### MATERIAL TO PROCESS
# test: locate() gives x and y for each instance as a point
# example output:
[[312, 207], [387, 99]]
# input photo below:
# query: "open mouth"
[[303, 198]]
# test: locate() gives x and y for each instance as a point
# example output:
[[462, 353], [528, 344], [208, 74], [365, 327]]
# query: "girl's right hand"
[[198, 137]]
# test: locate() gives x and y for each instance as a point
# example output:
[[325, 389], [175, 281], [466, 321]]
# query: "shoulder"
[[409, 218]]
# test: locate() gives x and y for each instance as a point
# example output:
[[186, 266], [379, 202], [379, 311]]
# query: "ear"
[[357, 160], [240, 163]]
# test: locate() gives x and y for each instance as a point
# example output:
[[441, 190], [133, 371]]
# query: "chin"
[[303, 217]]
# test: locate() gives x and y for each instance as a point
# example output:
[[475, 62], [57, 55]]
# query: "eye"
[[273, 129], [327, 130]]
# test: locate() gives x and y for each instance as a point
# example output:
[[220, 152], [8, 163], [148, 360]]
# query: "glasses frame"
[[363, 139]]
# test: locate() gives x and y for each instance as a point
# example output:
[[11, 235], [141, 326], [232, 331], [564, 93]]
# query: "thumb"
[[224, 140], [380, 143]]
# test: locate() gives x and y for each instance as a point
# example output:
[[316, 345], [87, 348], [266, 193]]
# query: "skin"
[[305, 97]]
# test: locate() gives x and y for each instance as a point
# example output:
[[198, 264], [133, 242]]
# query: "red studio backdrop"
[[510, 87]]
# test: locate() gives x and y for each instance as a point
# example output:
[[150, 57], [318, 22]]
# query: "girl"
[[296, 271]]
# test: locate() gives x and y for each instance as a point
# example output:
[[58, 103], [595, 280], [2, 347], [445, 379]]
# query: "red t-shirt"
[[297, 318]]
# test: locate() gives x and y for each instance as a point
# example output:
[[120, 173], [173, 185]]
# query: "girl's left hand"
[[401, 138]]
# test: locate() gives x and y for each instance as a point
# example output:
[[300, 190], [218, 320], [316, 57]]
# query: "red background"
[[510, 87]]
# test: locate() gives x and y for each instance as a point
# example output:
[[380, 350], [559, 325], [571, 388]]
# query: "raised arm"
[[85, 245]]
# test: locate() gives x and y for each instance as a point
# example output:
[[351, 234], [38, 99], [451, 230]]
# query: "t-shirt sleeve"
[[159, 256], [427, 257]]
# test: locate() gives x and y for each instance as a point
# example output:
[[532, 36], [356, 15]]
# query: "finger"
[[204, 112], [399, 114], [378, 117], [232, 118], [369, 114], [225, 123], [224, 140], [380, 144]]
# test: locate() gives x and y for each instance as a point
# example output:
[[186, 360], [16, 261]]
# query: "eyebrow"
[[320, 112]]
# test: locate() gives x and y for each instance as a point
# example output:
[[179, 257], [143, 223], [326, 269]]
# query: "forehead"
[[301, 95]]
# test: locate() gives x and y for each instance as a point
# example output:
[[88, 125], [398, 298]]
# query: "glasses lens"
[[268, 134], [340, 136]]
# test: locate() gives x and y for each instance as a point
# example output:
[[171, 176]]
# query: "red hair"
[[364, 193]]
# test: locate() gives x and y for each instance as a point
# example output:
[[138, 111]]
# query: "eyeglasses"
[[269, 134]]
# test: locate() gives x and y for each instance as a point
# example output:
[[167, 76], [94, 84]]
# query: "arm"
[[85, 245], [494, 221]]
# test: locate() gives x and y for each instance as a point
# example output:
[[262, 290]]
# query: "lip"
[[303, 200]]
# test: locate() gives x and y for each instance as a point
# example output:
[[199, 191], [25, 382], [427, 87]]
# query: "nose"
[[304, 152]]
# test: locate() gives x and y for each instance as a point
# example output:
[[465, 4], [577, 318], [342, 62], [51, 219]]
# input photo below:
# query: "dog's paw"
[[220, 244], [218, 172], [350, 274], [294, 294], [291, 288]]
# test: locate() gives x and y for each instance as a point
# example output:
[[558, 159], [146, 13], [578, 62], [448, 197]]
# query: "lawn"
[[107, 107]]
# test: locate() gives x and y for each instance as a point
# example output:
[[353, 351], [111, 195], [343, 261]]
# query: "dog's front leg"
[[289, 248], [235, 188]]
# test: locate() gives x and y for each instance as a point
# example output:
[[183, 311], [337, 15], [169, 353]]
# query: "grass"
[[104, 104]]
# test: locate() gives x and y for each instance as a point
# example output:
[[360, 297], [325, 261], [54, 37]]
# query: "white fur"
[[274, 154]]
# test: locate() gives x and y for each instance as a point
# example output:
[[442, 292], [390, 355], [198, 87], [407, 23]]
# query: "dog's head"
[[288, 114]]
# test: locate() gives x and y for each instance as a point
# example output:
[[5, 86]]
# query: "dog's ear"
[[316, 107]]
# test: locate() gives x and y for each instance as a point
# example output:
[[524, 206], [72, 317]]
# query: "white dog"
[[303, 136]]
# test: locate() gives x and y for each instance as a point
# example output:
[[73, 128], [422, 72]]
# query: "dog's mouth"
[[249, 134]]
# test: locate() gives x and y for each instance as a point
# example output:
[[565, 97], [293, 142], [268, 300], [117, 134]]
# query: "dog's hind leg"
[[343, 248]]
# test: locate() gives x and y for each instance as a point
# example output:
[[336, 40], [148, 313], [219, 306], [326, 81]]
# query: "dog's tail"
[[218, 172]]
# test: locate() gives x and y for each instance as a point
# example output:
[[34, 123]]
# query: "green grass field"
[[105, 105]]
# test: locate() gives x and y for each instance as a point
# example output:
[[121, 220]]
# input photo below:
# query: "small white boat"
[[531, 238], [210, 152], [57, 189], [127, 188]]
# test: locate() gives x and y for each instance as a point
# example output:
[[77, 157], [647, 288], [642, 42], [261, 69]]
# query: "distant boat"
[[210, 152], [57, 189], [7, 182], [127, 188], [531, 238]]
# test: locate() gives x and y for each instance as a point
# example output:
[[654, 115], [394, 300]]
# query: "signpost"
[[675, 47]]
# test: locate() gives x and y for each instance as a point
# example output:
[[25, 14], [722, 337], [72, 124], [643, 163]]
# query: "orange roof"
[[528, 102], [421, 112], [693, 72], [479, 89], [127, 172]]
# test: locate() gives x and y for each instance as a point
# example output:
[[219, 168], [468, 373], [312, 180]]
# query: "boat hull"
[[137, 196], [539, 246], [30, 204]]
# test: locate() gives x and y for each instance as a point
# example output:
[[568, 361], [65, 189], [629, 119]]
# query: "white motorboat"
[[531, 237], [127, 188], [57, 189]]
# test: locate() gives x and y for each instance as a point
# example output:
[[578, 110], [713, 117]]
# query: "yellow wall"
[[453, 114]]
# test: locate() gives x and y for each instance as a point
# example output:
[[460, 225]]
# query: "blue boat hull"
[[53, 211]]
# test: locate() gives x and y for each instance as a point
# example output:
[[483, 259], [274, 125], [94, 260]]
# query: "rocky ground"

### GIVEN EXERCISE
Find each line in the items above that contains the word "hand" and copy it out in full.

### SOLUTION TO THE EXERCISE
# query: "girl's right hand"
# query: "girl's left hand"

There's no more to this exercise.